Your instructions | Report every line in the items below that contains the string "table", with case counting.

»»

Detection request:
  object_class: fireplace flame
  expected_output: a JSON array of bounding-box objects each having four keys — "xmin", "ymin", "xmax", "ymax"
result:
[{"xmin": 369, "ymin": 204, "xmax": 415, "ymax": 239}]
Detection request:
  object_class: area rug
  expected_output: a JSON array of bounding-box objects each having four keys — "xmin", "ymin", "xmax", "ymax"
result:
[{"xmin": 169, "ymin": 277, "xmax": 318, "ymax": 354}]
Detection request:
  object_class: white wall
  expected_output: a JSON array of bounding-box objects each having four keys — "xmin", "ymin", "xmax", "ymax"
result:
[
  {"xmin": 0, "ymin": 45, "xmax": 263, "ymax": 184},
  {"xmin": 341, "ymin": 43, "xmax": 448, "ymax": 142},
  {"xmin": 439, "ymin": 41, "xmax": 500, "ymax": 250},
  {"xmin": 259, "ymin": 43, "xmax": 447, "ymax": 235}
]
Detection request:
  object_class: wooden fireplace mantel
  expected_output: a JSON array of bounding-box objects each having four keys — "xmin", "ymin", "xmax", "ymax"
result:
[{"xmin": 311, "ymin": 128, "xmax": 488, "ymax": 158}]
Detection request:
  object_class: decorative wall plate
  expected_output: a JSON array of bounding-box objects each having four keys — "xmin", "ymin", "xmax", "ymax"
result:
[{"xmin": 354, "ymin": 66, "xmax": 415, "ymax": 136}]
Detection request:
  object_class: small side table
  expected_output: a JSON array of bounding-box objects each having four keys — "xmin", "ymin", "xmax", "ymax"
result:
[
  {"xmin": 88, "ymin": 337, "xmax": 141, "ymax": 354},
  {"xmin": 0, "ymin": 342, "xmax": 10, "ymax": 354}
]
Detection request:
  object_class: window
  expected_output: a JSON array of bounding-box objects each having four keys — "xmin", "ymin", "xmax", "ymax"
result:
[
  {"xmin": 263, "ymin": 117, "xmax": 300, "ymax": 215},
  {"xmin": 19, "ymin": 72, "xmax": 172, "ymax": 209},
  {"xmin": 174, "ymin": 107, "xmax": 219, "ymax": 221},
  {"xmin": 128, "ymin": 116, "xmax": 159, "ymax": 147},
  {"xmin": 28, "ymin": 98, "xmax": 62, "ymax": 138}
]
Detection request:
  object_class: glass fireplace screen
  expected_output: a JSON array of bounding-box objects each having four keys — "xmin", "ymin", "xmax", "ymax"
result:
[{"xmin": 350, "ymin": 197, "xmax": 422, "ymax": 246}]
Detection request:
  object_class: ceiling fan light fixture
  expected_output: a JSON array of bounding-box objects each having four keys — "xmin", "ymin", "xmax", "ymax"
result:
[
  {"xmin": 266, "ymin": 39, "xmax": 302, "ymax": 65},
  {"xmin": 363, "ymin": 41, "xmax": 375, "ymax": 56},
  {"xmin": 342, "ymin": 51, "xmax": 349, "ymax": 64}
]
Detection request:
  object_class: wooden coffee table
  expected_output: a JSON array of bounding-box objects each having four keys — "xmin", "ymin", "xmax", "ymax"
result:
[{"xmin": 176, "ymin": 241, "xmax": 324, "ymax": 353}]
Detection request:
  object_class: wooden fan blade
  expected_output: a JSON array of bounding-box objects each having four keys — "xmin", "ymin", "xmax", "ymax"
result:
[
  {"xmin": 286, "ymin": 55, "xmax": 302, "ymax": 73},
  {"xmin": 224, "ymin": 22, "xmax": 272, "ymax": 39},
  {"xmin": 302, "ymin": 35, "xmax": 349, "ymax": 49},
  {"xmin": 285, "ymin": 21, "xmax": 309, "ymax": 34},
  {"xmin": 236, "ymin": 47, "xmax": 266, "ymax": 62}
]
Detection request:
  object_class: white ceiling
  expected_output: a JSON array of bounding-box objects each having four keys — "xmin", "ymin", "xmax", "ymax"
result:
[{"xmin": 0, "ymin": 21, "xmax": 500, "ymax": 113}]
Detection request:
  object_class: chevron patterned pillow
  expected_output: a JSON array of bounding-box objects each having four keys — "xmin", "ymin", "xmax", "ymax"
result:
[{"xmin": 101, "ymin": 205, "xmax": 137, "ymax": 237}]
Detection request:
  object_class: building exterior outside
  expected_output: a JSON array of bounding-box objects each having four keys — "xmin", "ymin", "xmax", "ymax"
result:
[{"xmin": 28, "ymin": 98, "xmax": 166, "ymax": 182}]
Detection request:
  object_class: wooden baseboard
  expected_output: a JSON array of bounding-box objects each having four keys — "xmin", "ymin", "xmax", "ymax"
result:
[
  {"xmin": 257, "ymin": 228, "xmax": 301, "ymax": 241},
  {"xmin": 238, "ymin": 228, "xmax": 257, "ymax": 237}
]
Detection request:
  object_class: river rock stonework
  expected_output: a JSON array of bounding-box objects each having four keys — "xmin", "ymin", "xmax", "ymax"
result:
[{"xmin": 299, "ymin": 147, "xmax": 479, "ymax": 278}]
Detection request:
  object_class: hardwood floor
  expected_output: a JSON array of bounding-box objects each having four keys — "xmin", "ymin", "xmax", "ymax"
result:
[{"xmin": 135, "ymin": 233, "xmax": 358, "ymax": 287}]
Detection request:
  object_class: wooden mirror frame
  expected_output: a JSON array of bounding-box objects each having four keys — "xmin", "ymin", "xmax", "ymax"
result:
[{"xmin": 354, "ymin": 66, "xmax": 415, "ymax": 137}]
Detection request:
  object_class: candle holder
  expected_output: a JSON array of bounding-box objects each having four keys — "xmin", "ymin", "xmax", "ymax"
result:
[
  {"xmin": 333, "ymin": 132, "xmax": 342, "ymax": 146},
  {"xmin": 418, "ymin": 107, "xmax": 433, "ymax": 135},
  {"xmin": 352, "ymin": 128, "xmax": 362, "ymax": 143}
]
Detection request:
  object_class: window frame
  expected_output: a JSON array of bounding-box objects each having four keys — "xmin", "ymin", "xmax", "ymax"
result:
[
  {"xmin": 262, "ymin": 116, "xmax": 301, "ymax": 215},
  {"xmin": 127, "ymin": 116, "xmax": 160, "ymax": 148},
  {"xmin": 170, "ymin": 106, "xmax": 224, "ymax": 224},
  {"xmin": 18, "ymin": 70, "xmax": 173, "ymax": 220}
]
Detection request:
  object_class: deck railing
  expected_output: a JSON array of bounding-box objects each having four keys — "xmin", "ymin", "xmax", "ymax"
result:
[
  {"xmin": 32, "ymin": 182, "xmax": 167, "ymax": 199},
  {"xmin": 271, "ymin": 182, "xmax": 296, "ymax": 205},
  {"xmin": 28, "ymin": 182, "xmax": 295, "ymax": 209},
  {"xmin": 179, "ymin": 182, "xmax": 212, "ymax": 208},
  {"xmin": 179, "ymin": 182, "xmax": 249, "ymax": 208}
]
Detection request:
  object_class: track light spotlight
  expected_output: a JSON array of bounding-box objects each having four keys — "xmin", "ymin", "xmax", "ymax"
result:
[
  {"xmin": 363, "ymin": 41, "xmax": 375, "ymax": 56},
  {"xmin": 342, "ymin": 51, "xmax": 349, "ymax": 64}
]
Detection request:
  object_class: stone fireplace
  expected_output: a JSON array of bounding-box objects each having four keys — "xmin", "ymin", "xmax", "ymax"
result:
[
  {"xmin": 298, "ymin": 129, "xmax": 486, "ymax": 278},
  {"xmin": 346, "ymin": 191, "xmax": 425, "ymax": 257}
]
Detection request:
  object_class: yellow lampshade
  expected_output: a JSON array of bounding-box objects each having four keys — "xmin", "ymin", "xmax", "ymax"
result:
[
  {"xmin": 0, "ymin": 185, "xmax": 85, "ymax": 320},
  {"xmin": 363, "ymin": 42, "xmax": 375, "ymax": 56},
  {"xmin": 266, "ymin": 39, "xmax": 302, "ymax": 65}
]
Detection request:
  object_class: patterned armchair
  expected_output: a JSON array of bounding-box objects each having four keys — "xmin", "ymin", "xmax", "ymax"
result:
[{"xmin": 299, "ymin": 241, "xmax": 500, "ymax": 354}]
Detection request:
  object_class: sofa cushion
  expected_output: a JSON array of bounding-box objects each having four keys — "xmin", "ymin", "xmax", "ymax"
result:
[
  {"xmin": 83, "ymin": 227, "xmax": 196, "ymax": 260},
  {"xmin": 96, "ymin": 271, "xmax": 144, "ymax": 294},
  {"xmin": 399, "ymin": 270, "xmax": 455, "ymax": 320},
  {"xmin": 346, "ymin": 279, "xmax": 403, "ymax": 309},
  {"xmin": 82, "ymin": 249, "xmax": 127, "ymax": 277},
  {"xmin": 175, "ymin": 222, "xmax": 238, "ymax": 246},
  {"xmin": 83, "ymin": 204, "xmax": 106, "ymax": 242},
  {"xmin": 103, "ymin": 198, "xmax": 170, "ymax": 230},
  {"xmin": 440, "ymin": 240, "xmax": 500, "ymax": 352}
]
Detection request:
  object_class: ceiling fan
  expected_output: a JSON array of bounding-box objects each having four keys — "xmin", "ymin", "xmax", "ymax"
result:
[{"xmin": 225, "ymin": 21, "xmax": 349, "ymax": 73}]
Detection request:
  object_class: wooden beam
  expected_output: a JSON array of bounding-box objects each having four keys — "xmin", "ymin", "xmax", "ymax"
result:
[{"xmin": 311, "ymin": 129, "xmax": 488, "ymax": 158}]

««

Answer to the exercise |
  object_class: small side table
  object_class: wooden coffee table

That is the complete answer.